Quoted text:
In my post of yesterday (#69) I thought I made it clear that, regarding the Wahlberg case, I could not see from the reports any evidence to support the faculty member's actions. I did not comment on what the police did. The previous posts about the Wahlberg case served to open up a more general discussion of the problems that exist in our society regarding defending rights versus responding to risk.

I do not pretend to have comprehensive knowledge of the laws regarding such terms as probable cause and reasonable suspicion. However, I suspect that these terms are directed mostly at what must guide the actions of law enforcement and other agencies with legal authority.

Some civilians, who, because of the statutes governing their professional behavior (as in my case as a mental health professional), are expected to balance rights to privacy (confidentiality) against the potential risk to others (as in the cases of child abuse and serious threats of violence). The lawmakers have decided that certain professionals must exercise judgment and assess to the best of their abilities the degree of danger that may exist or harm that has been done. When reports regarding these types of issues are submitted it is then up to law enforcement or agencies with legal authority to determine, under their legal guidelines as to what actions, if any, to take.

What to work on: Repeat word for word the part of the Wahlberg case post above that falls between "I do not pretend" and "with legal authority.", inclusive.

Items:
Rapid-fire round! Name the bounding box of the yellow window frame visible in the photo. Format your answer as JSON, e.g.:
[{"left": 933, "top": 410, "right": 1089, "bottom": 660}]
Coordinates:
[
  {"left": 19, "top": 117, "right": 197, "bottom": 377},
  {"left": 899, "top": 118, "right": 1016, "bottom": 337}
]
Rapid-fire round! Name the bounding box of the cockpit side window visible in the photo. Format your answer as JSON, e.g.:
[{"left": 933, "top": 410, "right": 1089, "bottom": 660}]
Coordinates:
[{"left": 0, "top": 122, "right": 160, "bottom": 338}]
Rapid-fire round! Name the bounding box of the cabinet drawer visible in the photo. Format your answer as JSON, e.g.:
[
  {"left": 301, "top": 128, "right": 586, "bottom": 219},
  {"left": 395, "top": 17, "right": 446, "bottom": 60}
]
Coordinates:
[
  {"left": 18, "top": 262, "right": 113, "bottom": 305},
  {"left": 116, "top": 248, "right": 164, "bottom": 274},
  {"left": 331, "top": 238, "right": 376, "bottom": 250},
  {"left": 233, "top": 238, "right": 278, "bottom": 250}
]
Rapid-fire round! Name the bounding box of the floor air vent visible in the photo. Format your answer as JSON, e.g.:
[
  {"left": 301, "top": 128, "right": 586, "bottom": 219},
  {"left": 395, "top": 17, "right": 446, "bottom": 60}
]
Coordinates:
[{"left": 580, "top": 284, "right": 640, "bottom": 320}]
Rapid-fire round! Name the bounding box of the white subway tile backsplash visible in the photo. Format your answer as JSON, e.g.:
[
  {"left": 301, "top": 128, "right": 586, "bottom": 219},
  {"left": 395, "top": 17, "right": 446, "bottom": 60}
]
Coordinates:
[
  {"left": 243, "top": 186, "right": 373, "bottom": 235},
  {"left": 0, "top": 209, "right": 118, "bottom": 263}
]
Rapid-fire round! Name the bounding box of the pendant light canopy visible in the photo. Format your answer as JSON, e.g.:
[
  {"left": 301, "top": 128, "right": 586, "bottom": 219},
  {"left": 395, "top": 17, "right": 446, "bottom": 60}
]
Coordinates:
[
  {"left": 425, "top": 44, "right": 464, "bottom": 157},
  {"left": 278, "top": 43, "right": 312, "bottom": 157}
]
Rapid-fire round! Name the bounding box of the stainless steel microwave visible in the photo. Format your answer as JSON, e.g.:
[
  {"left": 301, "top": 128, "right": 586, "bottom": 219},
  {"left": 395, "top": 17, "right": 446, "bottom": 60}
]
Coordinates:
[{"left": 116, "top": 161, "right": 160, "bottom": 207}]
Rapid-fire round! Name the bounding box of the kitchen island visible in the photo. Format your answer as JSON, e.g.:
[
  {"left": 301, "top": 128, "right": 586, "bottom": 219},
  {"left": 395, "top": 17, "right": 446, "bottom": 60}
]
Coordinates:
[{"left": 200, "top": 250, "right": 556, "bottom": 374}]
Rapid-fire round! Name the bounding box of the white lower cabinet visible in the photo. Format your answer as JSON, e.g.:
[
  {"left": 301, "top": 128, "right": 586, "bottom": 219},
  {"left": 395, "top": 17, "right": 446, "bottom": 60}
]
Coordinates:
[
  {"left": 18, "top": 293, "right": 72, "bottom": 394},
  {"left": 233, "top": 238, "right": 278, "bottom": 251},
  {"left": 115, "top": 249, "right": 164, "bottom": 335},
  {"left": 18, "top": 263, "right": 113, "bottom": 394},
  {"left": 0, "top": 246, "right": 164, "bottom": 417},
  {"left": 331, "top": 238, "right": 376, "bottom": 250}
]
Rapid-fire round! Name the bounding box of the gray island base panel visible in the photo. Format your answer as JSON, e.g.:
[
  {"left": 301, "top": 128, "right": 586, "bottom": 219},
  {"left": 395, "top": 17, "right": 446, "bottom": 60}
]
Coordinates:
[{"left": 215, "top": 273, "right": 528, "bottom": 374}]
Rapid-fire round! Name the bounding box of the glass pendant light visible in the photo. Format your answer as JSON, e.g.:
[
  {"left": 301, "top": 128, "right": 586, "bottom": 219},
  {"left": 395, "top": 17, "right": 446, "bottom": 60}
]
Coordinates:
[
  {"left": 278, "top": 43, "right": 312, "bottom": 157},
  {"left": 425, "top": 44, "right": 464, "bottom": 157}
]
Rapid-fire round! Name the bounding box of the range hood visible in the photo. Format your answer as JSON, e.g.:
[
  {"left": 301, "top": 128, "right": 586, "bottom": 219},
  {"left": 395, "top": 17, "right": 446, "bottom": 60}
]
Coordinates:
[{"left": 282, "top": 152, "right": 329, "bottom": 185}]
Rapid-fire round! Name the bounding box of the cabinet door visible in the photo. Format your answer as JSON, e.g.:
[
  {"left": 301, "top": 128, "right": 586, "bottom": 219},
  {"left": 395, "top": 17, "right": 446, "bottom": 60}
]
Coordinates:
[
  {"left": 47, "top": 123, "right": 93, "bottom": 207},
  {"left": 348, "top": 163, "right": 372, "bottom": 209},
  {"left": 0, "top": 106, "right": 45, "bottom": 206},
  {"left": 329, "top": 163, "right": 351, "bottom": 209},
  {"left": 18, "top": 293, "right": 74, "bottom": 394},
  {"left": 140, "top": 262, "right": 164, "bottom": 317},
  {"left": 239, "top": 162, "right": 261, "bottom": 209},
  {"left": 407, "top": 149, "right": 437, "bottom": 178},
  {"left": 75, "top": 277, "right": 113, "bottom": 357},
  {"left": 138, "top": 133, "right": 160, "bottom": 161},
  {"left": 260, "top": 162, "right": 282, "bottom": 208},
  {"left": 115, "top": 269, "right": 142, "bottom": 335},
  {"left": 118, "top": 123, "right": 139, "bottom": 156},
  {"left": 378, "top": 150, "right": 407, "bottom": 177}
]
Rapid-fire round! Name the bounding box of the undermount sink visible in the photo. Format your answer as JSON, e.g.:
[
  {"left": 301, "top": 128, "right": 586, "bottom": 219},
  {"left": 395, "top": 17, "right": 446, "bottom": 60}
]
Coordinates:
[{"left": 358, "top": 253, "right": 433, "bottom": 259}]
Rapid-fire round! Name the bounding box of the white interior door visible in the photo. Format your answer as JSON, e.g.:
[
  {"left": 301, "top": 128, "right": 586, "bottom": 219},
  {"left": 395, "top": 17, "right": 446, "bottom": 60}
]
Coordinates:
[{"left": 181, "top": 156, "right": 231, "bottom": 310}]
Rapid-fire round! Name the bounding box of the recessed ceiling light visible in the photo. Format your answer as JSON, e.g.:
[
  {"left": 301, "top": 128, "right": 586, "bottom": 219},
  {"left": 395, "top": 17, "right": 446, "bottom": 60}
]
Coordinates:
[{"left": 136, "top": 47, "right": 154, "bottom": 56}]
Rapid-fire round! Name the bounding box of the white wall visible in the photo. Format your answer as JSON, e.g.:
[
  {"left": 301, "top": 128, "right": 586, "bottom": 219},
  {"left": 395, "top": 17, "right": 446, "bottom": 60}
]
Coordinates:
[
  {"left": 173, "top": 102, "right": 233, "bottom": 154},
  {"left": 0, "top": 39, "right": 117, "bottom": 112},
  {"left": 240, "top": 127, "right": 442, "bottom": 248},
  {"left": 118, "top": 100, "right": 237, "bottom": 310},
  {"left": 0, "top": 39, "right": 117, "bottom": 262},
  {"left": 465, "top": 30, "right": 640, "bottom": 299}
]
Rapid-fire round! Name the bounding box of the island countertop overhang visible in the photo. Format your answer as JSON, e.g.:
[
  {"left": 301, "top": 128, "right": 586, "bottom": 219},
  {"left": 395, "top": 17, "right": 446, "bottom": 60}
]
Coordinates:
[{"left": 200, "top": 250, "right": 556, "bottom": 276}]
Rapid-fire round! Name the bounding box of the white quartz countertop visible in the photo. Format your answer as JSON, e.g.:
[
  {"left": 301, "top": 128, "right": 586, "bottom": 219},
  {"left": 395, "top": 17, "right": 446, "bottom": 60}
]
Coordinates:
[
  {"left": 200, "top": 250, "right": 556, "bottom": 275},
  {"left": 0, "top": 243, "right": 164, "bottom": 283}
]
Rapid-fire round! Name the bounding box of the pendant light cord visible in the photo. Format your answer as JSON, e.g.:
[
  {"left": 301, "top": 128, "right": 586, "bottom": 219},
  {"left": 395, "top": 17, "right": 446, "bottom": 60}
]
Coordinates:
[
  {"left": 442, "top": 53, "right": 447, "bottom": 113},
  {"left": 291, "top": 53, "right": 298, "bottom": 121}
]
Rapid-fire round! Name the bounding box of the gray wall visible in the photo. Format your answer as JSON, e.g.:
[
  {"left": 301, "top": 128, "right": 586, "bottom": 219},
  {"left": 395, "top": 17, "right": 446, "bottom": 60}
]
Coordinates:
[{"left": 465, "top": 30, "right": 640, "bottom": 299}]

The reply:
I do not pretend to have comprehensive knowledge of the laws regarding such terms as probable cause and reasonable suspicion. However, I suspect that these terms are directed mostly at what must guide the actions of law enforcement and other agencies with legal authority.